- [GIVEN INSTRUCTION] Retype each of the rows below word for word, changing nothing.

- [EXERCISE MATERIALS]
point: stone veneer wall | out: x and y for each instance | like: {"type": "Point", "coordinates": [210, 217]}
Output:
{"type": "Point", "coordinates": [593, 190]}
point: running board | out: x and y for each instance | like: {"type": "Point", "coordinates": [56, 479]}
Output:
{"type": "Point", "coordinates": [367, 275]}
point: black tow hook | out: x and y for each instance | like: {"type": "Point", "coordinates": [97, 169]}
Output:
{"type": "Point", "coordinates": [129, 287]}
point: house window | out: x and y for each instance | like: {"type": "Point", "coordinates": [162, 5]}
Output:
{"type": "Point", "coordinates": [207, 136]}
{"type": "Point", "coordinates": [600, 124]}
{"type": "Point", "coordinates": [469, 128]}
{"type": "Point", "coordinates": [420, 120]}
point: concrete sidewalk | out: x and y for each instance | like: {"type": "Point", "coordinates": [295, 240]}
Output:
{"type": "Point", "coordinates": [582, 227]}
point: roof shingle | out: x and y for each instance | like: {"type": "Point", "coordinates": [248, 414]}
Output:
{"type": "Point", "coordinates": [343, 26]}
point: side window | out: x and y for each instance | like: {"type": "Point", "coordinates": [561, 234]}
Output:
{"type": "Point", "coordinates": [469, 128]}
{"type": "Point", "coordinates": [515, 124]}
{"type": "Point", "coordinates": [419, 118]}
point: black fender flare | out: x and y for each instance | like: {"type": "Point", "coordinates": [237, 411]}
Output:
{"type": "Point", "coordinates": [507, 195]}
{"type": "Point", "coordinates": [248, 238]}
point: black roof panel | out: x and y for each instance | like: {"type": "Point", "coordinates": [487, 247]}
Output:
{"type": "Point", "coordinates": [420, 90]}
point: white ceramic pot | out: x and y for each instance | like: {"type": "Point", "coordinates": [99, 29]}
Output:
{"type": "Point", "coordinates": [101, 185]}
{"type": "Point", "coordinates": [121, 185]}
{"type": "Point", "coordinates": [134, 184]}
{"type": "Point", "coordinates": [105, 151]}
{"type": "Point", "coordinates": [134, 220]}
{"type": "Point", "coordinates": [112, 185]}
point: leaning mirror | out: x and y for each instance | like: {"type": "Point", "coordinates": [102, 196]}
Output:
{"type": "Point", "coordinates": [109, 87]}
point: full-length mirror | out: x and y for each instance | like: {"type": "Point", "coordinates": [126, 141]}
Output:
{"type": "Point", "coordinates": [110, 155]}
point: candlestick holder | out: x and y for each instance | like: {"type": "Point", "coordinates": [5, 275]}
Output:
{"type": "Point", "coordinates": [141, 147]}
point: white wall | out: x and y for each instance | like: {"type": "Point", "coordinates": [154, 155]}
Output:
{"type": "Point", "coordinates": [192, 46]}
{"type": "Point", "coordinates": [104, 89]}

- [EXERCISE ANSWER]
point: stone veneer wall | out: x and y for each instance | like: {"type": "Point", "coordinates": [210, 217]}
Output:
{"type": "Point", "coordinates": [593, 190]}
point: running board | out: x and y for each instance | like: {"type": "Point", "coordinates": [56, 479]}
Output:
{"type": "Point", "coordinates": [367, 275]}
point: black tow hook | out: x and y for each instance | like: {"type": "Point", "coordinates": [97, 169]}
Output:
{"type": "Point", "coordinates": [129, 287]}
point: house window | out: x and y for each instance | like: {"type": "Point", "coordinates": [162, 5]}
Output:
{"type": "Point", "coordinates": [207, 136]}
{"type": "Point", "coordinates": [600, 124]}
{"type": "Point", "coordinates": [469, 128]}
{"type": "Point", "coordinates": [420, 120]}
point: concrete sidewalk | out: x and y for each instance | like: {"type": "Point", "coordinates": [295, 240]}
Output:
{"type": "Point", "coordinates": [582, 227]}
point: roof shingle | out: x and y for each instance | like: {"type": "Point", "coordinates": [248, 414]}
Output:
{"type": "Point", "coordinates": [343, 26]}
point: side window | out: x and y for each instance | like: {"type": "Point", "coordinates": [561, 234]}
Output:
{"type": "Point", "coordinates": [469, 128]}
{"type": "Point", "coordinates": [515, 124]}
{"type": "Point", "coordinates": [419, 118]}
point: black fender flare | out: x and y for each instance | like: {"type": "Point", "coordinates": [237, 411]}
Output:
{"type": "Point", "coordinates": [507, 195]}
{"type": "Point", "coordinates": [248, 238]}
point: black roof panel | out: x and y for each instance | like: {"type": "Point", "coordinates": [487, 247]}
Output:
{"type": "Point", "coordinates": [420, 90]}
point: white ceramic pot | out: x and y for each instance | like: {"type": "Point", "coordinates": [99, 29]}
Output:
{"type": "Point", "coordinates": [101, 185]}
{"type": "Point", "coordinates": [121, 185]}
{"type": "Point", "coordinates": [134, 184]}
{"type": "Point", "coordinates": [105, 151]}
{"type": "Point", "coordinates": [134, 220]}
{"type": "Point", "coordinates": [112, 185]}
point: leaning mirror | out: x and y for each instance | like: {"type": "Point", "coordinates": [102, 196]}
Output:
{"type": "Point", "coordinates": [109, 87]}
point: full-length mirror | out: x and y for each instance | like: {"type": "Point", "coordinates": [126, 141]}
Output:
{"type": "Point", "coordinates": [110, 155]}
point: candlestick holder | out: x and y for each instance | like: {"type": "Point", "coordinates": [5, 275]}
Output:
{"type": "Point", "coordinates": [141, 147]}
point: white wall | out: x and y for each instance | like: {"type": "Point", "coordinates": [154, 155]}
Output:
{"type": "Point", "coordinates": [192, 46]}
{"type": "Point", "coordinates": [104, 89]}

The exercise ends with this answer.